Items from a dataset:
--- START ---
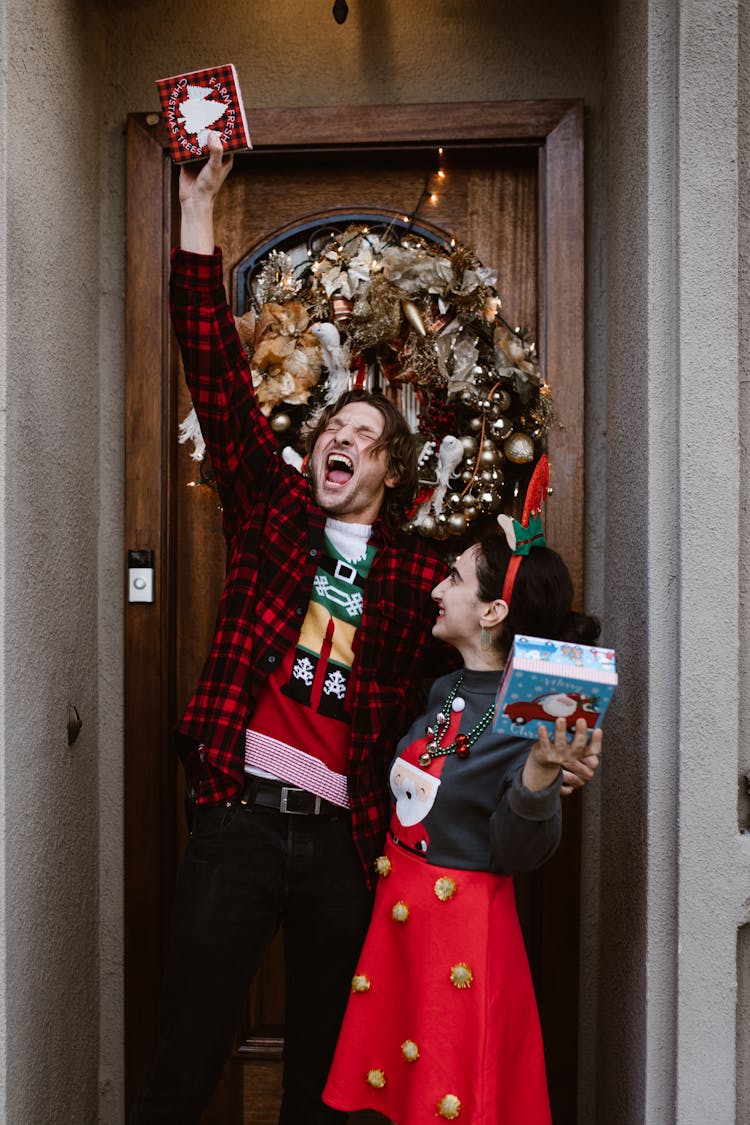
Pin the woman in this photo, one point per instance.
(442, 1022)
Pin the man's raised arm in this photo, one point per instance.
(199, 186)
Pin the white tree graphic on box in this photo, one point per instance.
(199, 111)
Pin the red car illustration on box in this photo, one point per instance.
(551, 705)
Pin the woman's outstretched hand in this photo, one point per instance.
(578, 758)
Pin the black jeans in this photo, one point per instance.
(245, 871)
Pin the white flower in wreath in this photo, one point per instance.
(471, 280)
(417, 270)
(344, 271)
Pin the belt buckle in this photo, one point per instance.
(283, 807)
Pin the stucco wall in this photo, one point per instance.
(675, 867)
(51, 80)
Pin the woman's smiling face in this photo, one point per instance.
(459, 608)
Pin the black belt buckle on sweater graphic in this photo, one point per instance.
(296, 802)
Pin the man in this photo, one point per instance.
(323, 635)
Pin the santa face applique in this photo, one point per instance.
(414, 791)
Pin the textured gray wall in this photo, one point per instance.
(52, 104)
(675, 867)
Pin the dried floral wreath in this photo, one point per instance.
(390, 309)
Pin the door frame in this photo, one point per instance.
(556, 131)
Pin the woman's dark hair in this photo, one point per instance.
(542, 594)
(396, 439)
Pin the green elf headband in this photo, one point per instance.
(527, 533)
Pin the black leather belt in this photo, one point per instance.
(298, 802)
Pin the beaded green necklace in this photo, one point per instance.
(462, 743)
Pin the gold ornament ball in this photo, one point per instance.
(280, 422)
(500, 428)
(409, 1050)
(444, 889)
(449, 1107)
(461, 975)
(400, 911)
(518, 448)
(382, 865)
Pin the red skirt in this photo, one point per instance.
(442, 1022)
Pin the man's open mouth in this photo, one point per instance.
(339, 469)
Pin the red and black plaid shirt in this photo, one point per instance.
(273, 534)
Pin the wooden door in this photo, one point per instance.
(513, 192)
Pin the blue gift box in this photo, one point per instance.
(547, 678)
--- END ---
--- START ---
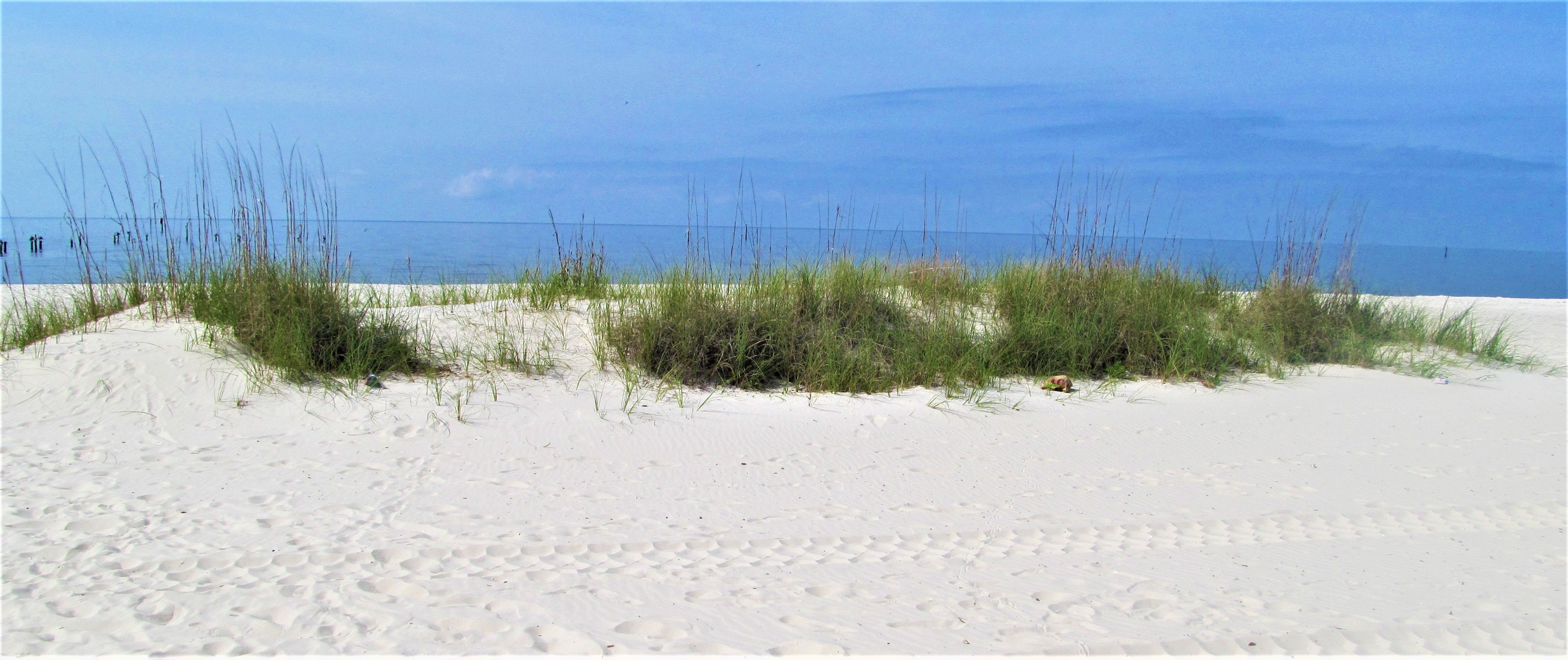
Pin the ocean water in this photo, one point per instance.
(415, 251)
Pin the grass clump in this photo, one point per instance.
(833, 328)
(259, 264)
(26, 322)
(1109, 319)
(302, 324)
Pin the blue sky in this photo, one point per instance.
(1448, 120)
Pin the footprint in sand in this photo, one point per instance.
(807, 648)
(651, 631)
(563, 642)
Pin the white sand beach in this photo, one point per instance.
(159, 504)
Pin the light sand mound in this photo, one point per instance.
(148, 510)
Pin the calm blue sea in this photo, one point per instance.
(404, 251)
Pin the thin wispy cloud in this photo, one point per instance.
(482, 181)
--- END ---
Task requirements: How many lines in the rows contain the word "white"? Reply with the number only.

Expected answer: 3